━━━━━ Text to read

Re: ToDo: fast update of arrays with fixed length fields for PL/pgSQL

From: Pavel Stehule <pavel(dot)stehule(at)gmail(dot)com>
To: Tom Lane <tgl(at)sss(dot)pgh(dot)pa(dot)us>
Cc: Andres Freund <andres(at)2ndquadrant(dot)com>, PostgreSQL Hackers <pgsql-hackers(at)postgresql(dot)org>
Subject: Re: ToDo: fast update of arrays with fixed length fields for PL/pgSQL
Date: 2013-10-07 14:00:54
Message-ID: CAFj8pRB8=cGxi1XAtjiTD0Sn3ZqYkTomEd96OdzGPUVs7tX9Cg@mail.gmail.com
Views: Raw Message | Whole Thread | Download mbox | Resend email
Thread:
Lists: pgsql-hackers

Hello

I fixed patch - there was a missing cast to domain when it was used (and
all regress tests are ok now).

a some performance tests

set array_fast_update to off;
postgres=# select fill_2d_array(300,300);
fill_2d_array
───────────────
90000
(1 row)

Time: 33570.087 ms
postgres=# set array_fast_update to on;
SET
Time: 0.279 ms
postgres=# select fill_2d_array(300,300);
fill_2d_array
───────────────
90000
(1 row)

Time: 505.202 ms

CREATE OR REPLACE FUNCTION public.quicksort(l integer, r integer, a
integer[])

━━━━━━━━━━

### [Task instructions]
1: Answer these questions from the PostgreSQL list message:
(a) What was missing from the patch before the fix?
(b) How long did select fill_2d_array(300,300) take with array_fast_update set to off?
(c) How long did the same call take with array_fast_update set to on?
2: Transcribe the part of the PostgreSQL list message starting at "From: Pavel Stehule" and ending at "are ok now).".

━━━━━ Data shown

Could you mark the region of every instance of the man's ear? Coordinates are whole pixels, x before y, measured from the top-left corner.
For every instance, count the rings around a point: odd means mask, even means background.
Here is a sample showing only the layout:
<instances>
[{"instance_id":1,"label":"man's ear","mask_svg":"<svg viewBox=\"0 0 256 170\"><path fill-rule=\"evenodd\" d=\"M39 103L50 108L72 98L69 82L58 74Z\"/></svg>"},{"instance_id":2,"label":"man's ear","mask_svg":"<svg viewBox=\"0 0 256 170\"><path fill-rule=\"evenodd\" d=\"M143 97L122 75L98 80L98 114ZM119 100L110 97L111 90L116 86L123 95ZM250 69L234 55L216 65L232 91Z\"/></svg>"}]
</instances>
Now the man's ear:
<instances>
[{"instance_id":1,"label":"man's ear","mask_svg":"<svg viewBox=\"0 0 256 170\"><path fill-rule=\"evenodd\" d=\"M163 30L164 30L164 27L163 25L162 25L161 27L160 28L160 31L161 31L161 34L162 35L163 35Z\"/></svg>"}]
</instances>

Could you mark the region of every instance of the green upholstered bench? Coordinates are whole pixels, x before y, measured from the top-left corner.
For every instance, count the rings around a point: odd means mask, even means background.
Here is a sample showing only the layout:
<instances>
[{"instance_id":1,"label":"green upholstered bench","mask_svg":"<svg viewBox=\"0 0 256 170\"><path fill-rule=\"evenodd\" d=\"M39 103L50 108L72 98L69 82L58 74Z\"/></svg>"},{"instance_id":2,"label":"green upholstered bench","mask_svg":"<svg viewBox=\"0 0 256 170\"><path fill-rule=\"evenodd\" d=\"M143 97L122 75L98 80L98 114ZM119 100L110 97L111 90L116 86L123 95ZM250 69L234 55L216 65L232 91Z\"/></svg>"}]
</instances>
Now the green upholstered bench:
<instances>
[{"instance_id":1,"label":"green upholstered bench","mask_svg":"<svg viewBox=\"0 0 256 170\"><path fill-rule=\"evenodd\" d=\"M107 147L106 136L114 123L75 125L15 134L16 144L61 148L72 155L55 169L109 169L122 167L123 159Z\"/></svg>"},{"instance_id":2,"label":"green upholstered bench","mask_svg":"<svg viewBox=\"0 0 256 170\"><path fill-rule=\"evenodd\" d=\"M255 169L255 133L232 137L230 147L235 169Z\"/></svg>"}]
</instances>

━━━━━━━━━━

### [Answers provided]
1:
(a) A cast to domain when it was used.
(b) 33570.087 ms.
(c) 505.202 ms.

2:
From: Pavel Stehule <pavel(dot)stehule(at)gmail(dot)com>
To: Tom Lane <tgl(at)sss(dot)pgh(dot)pa(dot)us>
Cc: Andres Freund <andres(at)2ndquadrant(dot)com>, PostgreSQL Hackers <pgsql-hackers(at)postgresql(dot)org>
Subject: Re: ToDo: fast update of arrays with fixed length fields for PL/pgSQL
Date: 2013-10-07 14:00:54
Message-ID: CAFj8pRB8=cGxi1XAtjiTD0Sn3ZqYkTomEd96OdzGPUVs7tX9Cg@mail.gmail.com
Views: Raw Message | Whole Thread | Download mbox | Resend email
Thread:
Lists: pgsql-hackers

Hello

I fixed patch - there was a missing cast to domain when it was used (and
all regress tests are ok now).